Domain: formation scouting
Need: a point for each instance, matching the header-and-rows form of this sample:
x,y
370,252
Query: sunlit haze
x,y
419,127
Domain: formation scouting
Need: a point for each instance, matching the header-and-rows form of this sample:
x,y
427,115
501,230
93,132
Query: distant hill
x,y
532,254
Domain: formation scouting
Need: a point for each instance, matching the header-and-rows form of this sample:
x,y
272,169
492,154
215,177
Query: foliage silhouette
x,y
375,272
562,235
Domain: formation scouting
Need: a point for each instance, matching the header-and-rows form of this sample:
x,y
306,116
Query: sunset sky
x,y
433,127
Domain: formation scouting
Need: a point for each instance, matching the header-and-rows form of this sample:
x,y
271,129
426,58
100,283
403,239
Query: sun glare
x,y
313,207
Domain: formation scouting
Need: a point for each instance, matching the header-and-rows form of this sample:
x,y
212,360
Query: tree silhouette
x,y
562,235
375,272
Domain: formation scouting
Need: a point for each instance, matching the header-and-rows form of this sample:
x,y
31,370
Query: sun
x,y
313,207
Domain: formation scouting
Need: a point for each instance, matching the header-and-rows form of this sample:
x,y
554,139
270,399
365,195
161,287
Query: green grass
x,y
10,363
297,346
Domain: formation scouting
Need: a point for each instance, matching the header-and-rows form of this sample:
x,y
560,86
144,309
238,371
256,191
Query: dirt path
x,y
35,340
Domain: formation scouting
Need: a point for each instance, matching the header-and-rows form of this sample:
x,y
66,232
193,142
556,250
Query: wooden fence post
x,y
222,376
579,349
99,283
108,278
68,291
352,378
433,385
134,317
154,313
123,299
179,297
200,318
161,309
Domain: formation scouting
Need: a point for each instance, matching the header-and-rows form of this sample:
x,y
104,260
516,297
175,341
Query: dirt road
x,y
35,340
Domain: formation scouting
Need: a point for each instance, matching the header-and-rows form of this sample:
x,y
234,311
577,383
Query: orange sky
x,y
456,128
_ _ _ _
▸ Exercise instructions
Please retype, exactly as written, every line from the line containing "Query: wooden fence post" through the last line of the records above, including both of those lines, and nothing else.

▸ Completed task
Query: wooden fence post
x,y
222,376
579,349
99,283
108,278
68,291
352,378
433,385
134,317
154,313
123,299
179,297
200,318
161,309
Domain: formation scouting
Need: a point for each instance, matching the header-and-rows form of this sample:
x,y
104,260
516,297
175,341
Query: dirt road
x,y
35,340
Domain: formation scouting
Need: a point for each instance, matching the header-and-rows form of this sample:
x,y
234,311
577,383
Query: orange sky
x,y
456,128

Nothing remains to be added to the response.